→ **TASK DIRECTIONS**
Rewrite the lines from the one containing "of the advertisement" through the end of the lines, requests included, and multiply every x and y coordinate in the answers by 0.95, rounding to whole numbers with halves rounded up. Keep the numbers in the requests and their format samples as they are.

__________________________________________________

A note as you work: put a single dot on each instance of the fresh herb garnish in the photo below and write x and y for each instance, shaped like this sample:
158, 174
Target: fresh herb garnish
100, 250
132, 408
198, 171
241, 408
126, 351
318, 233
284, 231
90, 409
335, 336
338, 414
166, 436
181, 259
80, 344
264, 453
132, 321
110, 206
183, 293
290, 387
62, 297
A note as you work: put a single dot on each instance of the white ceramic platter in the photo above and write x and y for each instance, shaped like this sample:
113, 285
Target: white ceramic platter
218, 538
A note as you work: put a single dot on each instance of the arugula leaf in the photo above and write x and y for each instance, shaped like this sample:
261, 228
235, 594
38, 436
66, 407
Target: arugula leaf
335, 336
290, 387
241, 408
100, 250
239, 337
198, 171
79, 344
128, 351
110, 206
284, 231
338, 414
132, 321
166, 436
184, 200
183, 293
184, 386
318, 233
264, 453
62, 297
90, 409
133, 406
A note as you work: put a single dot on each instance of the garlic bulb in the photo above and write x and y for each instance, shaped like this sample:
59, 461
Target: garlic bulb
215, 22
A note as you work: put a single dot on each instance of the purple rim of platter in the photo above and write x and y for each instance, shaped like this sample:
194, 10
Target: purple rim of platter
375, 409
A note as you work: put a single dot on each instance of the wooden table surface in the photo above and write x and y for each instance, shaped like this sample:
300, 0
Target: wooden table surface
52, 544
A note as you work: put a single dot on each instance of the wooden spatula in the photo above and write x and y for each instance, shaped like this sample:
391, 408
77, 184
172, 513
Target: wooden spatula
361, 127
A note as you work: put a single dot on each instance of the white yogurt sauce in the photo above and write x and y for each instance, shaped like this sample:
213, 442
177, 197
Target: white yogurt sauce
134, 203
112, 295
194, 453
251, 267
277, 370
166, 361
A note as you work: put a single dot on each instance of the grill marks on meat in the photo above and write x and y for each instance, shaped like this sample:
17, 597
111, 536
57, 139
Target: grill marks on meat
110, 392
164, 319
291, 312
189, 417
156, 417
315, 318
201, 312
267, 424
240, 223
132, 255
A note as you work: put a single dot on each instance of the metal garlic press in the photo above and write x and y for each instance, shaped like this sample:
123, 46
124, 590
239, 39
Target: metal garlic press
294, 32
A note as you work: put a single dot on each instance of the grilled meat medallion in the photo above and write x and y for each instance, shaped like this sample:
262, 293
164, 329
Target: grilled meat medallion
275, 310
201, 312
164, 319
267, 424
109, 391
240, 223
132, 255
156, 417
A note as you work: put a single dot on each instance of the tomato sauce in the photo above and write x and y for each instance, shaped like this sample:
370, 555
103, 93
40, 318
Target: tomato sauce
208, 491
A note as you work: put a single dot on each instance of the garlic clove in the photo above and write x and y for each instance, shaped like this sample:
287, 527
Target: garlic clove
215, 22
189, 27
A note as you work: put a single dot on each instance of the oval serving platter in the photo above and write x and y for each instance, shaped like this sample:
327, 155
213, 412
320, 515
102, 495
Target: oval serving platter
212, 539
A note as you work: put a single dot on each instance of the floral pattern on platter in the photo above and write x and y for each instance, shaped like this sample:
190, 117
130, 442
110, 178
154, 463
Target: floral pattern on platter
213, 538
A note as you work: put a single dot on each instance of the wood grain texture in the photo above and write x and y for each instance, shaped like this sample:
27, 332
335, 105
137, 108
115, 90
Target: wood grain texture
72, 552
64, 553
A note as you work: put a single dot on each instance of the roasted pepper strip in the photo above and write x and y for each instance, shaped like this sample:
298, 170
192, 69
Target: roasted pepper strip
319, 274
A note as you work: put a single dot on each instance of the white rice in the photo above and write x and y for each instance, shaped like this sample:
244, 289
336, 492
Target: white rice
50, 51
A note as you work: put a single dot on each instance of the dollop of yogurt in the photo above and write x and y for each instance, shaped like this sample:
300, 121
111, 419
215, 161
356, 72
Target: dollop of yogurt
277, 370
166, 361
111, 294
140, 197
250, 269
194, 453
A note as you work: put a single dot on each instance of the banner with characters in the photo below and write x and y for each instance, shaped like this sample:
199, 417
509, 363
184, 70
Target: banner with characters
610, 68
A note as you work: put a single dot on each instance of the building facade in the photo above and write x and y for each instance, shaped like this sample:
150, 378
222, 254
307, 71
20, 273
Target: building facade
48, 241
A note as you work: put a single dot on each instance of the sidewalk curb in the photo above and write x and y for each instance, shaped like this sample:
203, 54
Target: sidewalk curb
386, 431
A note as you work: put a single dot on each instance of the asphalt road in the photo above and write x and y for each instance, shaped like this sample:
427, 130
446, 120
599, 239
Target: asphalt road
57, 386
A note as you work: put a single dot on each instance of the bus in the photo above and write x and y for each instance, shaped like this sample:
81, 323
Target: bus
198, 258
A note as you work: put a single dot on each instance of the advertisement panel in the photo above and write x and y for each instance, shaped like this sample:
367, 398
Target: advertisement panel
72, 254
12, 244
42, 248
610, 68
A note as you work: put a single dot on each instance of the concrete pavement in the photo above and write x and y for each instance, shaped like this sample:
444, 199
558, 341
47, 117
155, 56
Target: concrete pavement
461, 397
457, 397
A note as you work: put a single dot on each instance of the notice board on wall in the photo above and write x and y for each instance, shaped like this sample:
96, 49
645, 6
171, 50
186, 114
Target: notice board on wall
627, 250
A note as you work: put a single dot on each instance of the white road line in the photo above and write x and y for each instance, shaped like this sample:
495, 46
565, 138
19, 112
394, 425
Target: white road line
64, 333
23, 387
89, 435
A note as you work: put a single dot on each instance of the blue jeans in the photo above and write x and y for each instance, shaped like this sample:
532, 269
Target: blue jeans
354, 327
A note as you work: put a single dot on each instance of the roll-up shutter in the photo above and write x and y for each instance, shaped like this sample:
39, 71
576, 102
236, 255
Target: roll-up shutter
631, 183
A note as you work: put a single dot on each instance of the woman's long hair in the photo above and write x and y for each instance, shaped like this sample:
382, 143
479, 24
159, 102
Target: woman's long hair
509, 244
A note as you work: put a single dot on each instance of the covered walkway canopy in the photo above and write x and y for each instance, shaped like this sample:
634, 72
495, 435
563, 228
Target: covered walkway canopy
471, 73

__________________________________________________

→ **TASK RESULT**
A note as you work: put a single dot on each instance of the advertisement panel in the photo above and write x and y for each instance, shaped like this sample:
367, 398
Target: advertisement panel
68, 241
11, 232
40, 236
580, 65
A note as you work: put a single dot on each instance of the concrete pavement in the photo above and write x and y for each instance, shaped like this sample:
444, 199
558, 341
47, 117
155, 56
Target: concrete pavement
438, 377
434, 377
A note as you work: put a single dot on each instance of the notice board on wall in the photo above and write x and y for each instance, shaped like this sample:
96, 49
645, 6
171, 50
186, 114
Target: notice board on wall
596, 238
A note as you work: put a single dot on each instance of the white road line in the photo above and write x and y for each instance, shaped like this sample:
495, 46
565, 138
19, 112
394, 425
Target: white road line
61, 316
22, 368
85, 413
A note as you work: put a single dot on each instance of the blue jeans in the photo above and write x and y for each instance, shaped like this sample:
532, 269
Target: blue jeans
336, 311
A note as you work: put a single dot on each instance of the roll-up shutter in the photo above and write x and y for each instance, shaped like this sample:
39, 71
576, 102
236, 255
Target: roll-up shutter
599, 174
A note as you work: put a single dot on each instance of the woman's long hair in the photo above and write x and y for each instance, shaped like this sample:
382, 143
479, 24
159, 102
Target: woman's long hair
484, 232
A note as you work: put a single dot on each instance of the covered walkway canopy in the photo above and write x and y for each instance, shaped like this sample:
634, 72
495, 435
563, 228
Target: covered walkway canopy
447, 69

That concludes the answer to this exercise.